(STUDY MATERIAL Opens)

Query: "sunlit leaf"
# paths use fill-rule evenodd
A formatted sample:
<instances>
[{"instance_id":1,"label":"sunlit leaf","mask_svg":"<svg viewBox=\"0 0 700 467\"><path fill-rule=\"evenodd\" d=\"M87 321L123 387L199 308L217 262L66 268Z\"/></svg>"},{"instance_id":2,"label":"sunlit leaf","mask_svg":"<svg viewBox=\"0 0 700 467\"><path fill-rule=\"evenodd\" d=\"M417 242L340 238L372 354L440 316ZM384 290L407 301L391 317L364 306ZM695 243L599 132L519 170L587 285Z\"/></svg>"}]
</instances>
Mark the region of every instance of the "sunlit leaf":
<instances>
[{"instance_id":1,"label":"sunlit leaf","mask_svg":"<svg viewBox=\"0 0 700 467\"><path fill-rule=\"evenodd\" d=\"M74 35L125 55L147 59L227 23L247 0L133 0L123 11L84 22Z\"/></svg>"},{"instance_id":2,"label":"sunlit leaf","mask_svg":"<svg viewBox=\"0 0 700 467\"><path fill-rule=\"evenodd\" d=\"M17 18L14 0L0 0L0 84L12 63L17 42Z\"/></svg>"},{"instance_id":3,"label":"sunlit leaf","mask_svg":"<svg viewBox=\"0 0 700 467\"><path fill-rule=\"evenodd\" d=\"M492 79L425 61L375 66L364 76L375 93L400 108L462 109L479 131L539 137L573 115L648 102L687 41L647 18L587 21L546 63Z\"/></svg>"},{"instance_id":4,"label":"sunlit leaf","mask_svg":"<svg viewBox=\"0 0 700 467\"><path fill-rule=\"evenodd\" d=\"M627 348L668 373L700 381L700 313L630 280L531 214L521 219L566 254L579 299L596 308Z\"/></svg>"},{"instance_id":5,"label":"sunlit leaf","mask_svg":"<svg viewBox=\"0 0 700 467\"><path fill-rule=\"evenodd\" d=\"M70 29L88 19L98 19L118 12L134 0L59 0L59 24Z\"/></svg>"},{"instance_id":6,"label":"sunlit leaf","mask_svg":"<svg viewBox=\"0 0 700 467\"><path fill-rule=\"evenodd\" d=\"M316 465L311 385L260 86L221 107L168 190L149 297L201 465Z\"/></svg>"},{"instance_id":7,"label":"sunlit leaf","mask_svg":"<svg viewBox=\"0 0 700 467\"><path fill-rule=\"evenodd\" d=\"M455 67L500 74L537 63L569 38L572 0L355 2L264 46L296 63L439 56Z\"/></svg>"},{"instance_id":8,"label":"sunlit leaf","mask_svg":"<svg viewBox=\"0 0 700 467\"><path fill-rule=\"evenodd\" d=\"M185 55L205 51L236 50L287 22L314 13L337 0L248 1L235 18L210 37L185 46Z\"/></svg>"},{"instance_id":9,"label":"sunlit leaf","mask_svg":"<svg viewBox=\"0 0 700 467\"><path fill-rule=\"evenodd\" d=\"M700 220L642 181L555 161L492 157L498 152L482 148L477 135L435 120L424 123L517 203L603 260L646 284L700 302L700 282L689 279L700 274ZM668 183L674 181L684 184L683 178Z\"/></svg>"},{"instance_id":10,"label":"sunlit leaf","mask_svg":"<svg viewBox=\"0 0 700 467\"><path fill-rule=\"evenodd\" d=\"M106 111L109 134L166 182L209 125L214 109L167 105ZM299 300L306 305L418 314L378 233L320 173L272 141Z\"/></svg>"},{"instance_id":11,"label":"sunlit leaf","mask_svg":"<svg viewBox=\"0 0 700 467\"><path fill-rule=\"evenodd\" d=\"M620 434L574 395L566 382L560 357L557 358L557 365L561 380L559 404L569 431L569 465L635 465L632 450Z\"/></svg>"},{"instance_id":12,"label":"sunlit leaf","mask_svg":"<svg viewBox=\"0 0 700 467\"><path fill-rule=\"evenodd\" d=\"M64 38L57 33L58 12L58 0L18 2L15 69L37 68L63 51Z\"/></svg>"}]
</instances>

(STUDY MATERIAL Closes)

> EXERCISE BRIEF
Every word of every entry must be returned as it appears.

> RESPONSE TO THE EXERCISE
Query: "sunlit leaf"
# paths use fill-rule evenodd
A formatted sample:
<instances>
[{"instance_id":1,"label":"sunlit leaf","mask_svg":"<svg viewBox=\"0 0 700 467\"><path fill-rule=\"evenodd\" d=\"M87 321L123 387L199 308L217 262L66 268Z\"/></svg>"},{"instance_id":2,"label":"sunlit leaf","mask_svg":"<svg viewBox=\"0 0 700 467\"><path fill-rule=\"evenodd\" d=\"M417 242L340 238L372 354L440 316ZM384 290L407 301L391 317L364 306ZM695 243L599 132L519 170L587 285Z\"/></svg>"}]
</instances>
Mark the region of every instance of the "sunlit leaf":
<instances>
[{"instance_id":1,"label":"sunlit leaf","mask_svg":"<svg viewBox=\"0 0 700 467\"><path fill-rule=\"evenodd\" d=\"M74 35L125 55L147 59L227 23L247 0L133 0L123 11L84 22Z\"/></svg>"},{"instance_id":2,"label":"sunlit leaf","mask_svg":"<svg viewBox=\"0 0 700 467\"><path fill-rule=\"evenodd\" d=\"M17 18L14 0L0 0L0 84L12 63L17 42Z\"/></svg>"},{"instance_id":3,"label":"sunlit leaf","mask_svg":"<svg viewBox=\"0 0 700 467\"><path fill-rule=\"evenodd\" d=\"M492 79L425 61L375 66L364 76L375 93L400 108L462 109L479 131L539 137L573 115L648 102L687 41L647 18L587 21L546 63Z\"/></svg>"},{"instance_id":4,"label":"sunlit leaf","mask_svg":"<svg viewBox=\"0 0 700 467\"><path fill-rule=\"evenodd\" d=\"M627 348L668 373L700 381L700 313L630 280L531 214L521 219L566 254L579 299L596 308Z\"/></svg>"},{"instance_id":5,"label":"sunlit leaf","mask_svg":"<svg viewBox=\"0 0 700 467\"><path fill-rule=\"evenodd\" d=\"M70 29L88 19L98 19L118 12L134 0L59 0L59 24Z\"/></svg>"},{"instance_id":6,"label":"sunlit leaf","mask_svg":"<svg viewBox=\"0 0 700 467\"><path fill-rule=\"evenodd\" d=\"M316 465L311 385L260 86L221 107L168 190L149 297L201 465Z\"/></svg>"},{"instance_id":7,"label":"sunlit leaf","mask_svg":"<svg viewBox=\"0 0 700 467\"><path fill-rule=\"evenodd\" d=\"M455 67L500 74L537 63L569 38L572 0L355 2L264 46L296 63L439 56Z\"/></svg>"},{"instance_id":8,"label":"sunlit leaf","mask_svg":"<svg viewBox=\"0 0 700 467\"><path fill-rule=\"evenodd\" d=\"M185 55L205 51L236 50L287 22L314 13L337 0L248 1L235 18L210 37L185 46Z\"/></svg>"},{"instance_id":9,"label":"sunlit leaf","mask_svg":"<svg viewBox=\"0 0 700 467\"><path fill-rule=\"evenodd\" d=\"M700 220L642 181L555 161L492 157L498 152L482 148L477 135L435 120L424 123L517 203L603 260L646 284L700 302L700 282L689 279L700 274ZM668 183L674 181L684 184L683 178Z\"/></svg>"},{"instance_id":10,"label":"sunlit leaf","mask_svg":"<svg viewBox=\"0 0 700 467\"><path fill-rule=\"evenodd\" d=\"M106 111L109 134L166 182L209 125L214 109L167 105ZM299 300L306 305L418 314L378 233L320 173L272 141Z\"/></svg>"},{"instance_id":11,"label":"sunlit leaf","mask_svg":"<svg viewBox=\"0 0 700 467\"><path fill-rule=\"evenodd\" d=\"M620 434L574 395L566 382L560 357L557 358L557 365L561 380L559 404L569 431L569 465L635 465L632 450Z\"/></svg>"},{"instance_id":12,"label":"sunlit leaf","mask_svg":"<svg viewBox=\"0 0 700 467\"><path fill-rule=\"evenodd\" d=\"M64 38L57 33L58 12L58 0L18 2L15 69L37 68L63 51Z\"/></svg>"}]
</instances>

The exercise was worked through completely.